What the task requires
Pick out every line of the records below that contains the word "backpack" and copy each of those lines. The match is case-sensitive.

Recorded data
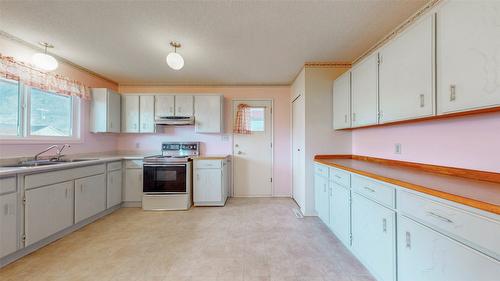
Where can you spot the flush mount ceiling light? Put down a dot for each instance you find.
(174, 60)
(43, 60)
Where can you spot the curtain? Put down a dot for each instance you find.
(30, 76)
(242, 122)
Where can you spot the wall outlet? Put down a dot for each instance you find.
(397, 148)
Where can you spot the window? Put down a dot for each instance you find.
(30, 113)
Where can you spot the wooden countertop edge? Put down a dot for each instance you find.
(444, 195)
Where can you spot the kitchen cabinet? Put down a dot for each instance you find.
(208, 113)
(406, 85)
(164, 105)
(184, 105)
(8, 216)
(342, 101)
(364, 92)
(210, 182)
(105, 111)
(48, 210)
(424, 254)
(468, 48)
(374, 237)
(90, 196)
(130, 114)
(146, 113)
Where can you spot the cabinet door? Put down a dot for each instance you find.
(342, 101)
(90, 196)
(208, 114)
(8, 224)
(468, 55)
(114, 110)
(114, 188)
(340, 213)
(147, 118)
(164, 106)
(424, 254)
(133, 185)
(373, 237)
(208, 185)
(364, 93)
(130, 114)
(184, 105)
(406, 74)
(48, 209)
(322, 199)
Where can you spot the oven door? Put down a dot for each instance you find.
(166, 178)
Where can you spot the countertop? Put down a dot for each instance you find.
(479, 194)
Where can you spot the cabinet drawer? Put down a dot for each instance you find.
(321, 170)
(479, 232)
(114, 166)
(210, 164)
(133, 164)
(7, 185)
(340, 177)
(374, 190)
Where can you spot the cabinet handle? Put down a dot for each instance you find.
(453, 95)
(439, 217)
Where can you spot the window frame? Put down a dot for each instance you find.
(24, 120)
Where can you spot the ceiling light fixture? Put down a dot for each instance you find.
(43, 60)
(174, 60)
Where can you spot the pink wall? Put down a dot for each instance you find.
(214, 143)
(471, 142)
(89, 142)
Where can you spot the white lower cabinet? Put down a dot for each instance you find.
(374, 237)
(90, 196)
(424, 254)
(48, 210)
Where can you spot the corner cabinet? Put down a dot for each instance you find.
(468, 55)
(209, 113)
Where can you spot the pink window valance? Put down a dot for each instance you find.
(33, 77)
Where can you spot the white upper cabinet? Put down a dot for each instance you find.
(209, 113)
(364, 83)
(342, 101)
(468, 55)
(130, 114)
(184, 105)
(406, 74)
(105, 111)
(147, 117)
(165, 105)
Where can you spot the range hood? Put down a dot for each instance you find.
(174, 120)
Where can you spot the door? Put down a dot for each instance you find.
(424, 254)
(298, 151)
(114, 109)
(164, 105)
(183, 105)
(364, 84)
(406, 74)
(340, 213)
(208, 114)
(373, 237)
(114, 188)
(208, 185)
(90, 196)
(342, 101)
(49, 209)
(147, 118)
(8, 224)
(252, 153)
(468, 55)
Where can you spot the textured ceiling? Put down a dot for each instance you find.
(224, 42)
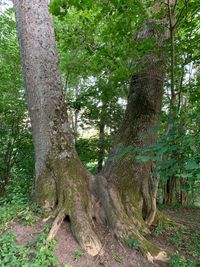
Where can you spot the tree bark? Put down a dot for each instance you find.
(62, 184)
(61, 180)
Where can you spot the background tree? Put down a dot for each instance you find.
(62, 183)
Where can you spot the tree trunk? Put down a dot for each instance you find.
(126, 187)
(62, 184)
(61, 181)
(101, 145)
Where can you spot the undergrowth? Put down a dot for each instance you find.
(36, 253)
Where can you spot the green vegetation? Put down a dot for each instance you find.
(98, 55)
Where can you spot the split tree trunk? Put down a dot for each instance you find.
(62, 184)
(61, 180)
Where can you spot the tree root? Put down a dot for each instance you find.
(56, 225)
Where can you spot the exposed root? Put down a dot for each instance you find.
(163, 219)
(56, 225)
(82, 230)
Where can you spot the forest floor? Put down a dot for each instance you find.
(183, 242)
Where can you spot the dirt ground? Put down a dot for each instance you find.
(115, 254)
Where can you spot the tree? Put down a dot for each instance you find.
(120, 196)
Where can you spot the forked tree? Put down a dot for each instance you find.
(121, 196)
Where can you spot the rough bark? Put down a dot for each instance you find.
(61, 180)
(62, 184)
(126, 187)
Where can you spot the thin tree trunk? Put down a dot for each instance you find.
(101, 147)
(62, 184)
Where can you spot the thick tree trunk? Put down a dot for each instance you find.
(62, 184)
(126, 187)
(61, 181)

--

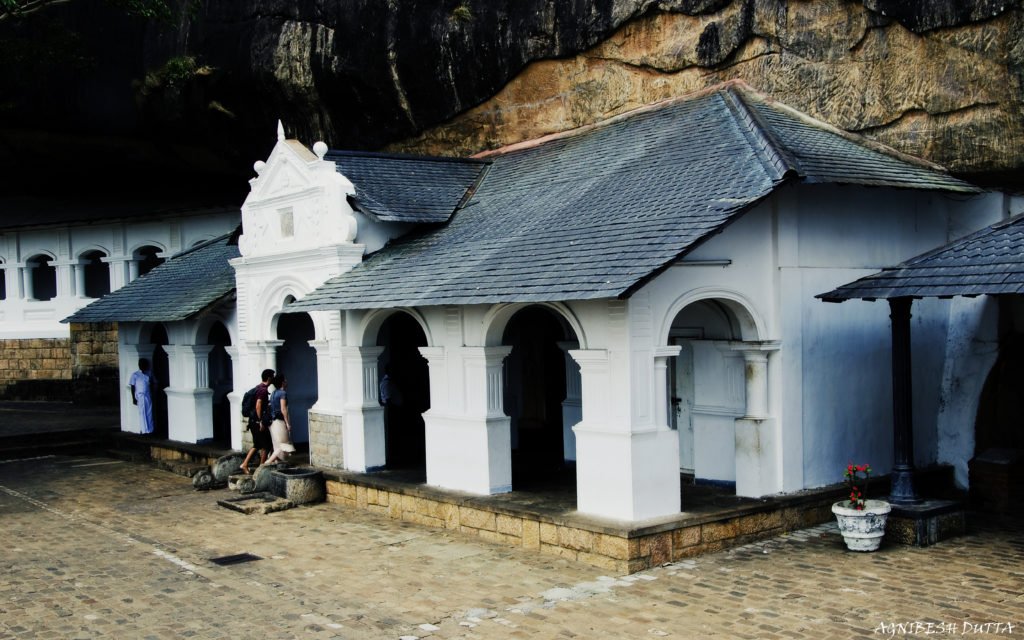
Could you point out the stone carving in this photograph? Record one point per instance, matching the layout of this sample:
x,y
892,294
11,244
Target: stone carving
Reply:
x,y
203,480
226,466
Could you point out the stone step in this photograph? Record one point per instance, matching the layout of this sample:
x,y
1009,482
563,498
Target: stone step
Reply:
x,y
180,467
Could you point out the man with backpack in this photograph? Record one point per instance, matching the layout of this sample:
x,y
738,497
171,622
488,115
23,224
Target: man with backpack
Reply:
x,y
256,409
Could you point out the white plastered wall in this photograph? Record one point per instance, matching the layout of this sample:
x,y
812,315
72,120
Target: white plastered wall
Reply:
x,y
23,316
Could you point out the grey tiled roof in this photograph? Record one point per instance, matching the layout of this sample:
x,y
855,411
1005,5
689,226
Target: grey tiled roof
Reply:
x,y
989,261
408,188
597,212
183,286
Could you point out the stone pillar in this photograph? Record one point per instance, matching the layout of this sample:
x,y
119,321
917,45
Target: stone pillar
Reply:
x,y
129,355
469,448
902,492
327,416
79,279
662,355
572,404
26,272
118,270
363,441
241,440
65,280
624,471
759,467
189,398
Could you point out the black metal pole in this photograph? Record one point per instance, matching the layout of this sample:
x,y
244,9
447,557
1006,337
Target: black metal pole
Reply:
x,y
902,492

==

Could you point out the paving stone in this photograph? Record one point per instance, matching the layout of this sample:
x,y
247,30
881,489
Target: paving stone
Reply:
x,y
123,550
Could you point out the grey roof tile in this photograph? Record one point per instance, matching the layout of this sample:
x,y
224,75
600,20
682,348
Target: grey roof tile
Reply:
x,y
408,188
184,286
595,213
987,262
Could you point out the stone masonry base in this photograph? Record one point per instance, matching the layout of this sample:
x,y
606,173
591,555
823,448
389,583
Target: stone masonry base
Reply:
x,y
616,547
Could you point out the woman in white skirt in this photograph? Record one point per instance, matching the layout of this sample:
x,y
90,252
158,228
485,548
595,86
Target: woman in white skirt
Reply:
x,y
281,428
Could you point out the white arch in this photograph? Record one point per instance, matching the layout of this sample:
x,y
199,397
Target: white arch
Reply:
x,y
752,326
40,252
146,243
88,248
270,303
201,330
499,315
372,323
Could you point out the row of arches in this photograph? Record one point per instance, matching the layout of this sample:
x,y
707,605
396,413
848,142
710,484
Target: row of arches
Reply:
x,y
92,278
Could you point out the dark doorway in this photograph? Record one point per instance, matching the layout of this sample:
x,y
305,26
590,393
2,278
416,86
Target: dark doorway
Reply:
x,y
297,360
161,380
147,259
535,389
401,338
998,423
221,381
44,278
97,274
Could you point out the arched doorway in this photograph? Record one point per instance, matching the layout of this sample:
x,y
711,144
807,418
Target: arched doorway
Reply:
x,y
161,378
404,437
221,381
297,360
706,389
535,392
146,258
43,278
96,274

Solution
Could you point out the man with backpack in this photograph? Record one point per instance, matching the layout of this sample:
Target: man with backpack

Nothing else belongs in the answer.